[Source passage — start]
A friend of mine has a "Far Side" coffee mug on which is displayed a colorful cartoon depicting Moses and an apparently hesitant group of Israelites standing before a freshly parted Red Sea. The caption, conveying Moses' words to the people, reads: "What do you mean it's a bit icky?!" I love that mug. It brings out and throws into sharp relief an element of the human heart that we know all too well: small-minded ingratitude. No sooner do we recognize God for having done something extraordinary in our lives than we start harboring second thoughts and focus in on the details of what could be better about God's provision.

At the same time, the mug also raises an interesting historical question. When Moses parted the Red Sea on the night of the Exodus, assuming that the exposed mudflats were indeed "a bit icky," just how icky were they? Did the crossing Israelites sink ankle-deep in the mud bottom, or was there much less moisture than that, allowing them to walk along on virtually arid ground? And if you were there, would you have actually met members of the Israelite party who, frightened at the prospect of walking between the parted waters, had to be talked into it? And if so, what would they have said about the icky bottom? Nothing at all? Maybe, for all we know, some Israelites, perhaps small children, could not help but comment on the ick-factor of the Red Sea floor. We will never know. There is a lot that we will never know about the Exodus. But we can pay close attention to what we do know from the biblical text and employ along the way a historically responsible imagination.

Let me unpack that last phrase. First of all, by "historically responsible," I refer to that which is answerable to the constraints of history. Simply put: As readers of the Bible, we have to take its contents seriously as history. Now before you nod too quickly in agreement, let me explain exactly what I mean. Over the years, I have met countless Christians who agree with the authority of the Bible in principle and agree that its contents "really happened" but at the same time do not really take the story of the Bible seriously as history. Here's how I know. Because when they talk about things like the Ten Plagues or the parting of the Red Sea, I realize that they often have not allowed themselves to ask good questions of the text, questions such as, "When God sent plagues of various animals, was the choice of animal completely arbitrary?" or "Do the laws of hydrodynamics actually allow for the theoretical possibility of the sea parting?" Time and time again I am astonished when I meet people who, despite being extremely well educated, highly successful in their fields, and intellectually curious in regards to "real world" issues, fail to get beyond a second-grade level in terms of their understanding of biblical history. Regarding all things biblical, it is as if they are intellectually stuck in Miss Magillacutty's Sunday school class from thirty or forty years ago.
[Source passage — finish]
[Supplied material — start]
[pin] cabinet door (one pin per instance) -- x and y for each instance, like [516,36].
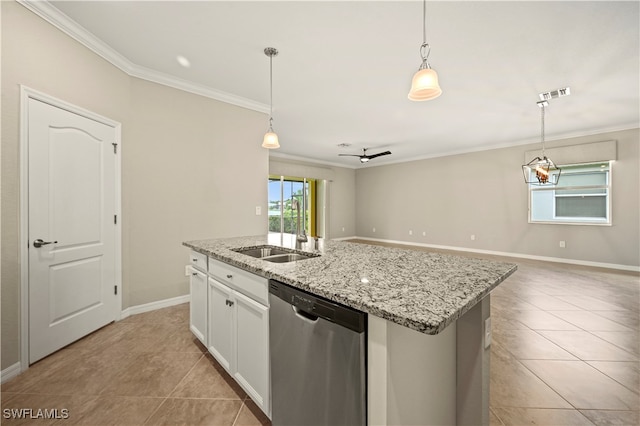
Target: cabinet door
[221,324]
[252,354]
[198,305]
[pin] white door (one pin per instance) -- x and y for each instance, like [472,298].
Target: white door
[72,244]
[221,330]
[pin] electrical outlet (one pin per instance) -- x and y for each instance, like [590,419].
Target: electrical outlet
[487,332]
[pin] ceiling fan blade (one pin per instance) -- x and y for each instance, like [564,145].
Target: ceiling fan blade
[380,154]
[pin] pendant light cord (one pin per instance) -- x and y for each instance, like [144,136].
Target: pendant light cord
[425,49]
[270,91]
[542,128]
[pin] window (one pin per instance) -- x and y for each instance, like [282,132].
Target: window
[282,214]
[582,196]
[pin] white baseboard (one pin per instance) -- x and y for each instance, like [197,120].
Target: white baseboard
[507,254]
[346,238]
[152,306]
[10,372]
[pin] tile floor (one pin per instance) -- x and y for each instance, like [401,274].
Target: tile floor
[565,352]
[147,369]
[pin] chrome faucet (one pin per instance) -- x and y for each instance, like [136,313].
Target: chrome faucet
[300,238]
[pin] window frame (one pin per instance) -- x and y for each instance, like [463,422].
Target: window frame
[568,220]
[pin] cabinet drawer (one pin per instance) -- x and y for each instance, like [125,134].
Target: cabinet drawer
[242,281]
[198,260]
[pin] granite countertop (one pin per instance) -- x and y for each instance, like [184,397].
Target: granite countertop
[416,289]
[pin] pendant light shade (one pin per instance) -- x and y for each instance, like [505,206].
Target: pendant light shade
[270,140]
[424,85]
[541,170]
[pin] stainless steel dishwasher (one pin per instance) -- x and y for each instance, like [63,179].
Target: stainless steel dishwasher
[318,360]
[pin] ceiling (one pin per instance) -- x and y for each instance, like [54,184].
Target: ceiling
[344,68]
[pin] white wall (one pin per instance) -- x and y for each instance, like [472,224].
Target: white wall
[484,194]
[192,167]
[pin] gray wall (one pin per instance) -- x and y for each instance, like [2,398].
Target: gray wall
[181,174]
[484,194]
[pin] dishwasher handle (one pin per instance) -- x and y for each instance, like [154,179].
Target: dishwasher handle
[306,316]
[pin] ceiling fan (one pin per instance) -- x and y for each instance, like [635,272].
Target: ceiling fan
[364,157]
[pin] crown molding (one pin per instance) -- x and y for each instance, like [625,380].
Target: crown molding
[55,17]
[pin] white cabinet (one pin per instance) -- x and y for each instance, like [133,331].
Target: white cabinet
[239,328]
[221,323]
[198,299]
[252,349]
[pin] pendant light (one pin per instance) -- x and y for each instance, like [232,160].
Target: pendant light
[270,140]
[424,85]
[541,171]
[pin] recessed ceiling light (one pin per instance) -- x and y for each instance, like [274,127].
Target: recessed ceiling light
[183,61]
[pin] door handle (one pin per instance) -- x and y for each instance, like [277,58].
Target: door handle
[39,243]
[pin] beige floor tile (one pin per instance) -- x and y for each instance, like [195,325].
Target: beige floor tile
[606,418]
[40,369]
[173,315]
[541,416]
[590,303]
[251,415]
[586,346]
[541,320]
[583,386]
[114,411]
[140,337]
[589,321]
[151,374]
[627,340]
[527,344]
[207,379]
[625,373]
[494,420]
[194,412]
[551,303]
[627,318]
[183,340]
[513,385]
[86,375]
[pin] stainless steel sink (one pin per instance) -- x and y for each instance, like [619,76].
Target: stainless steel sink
[275,254]
[289,257]
[263,251]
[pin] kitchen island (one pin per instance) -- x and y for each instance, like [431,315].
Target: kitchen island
[428,320]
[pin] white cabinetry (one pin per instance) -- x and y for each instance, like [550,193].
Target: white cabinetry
[198,300]
[239,328]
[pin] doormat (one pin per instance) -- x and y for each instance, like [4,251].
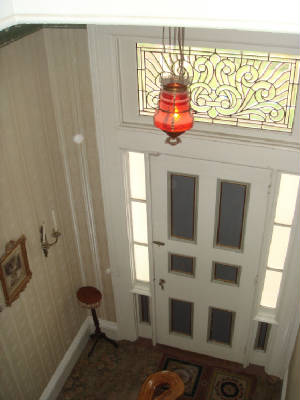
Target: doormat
[210,383]
[227,385]
[188,372]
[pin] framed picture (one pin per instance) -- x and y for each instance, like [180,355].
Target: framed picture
[14,269]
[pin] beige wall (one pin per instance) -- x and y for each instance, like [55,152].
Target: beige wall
[37,113]
[293,386]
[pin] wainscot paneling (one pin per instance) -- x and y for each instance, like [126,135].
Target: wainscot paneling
[Supplied material — finish]
* _Exercise directions_: Render into Spanish this sentence from the passage on the Red Sea crossing: "There is a lot that we will never know about the Exodus."

* _Result below_: Hay mucho que nunca sabremos sobre el Éxodo.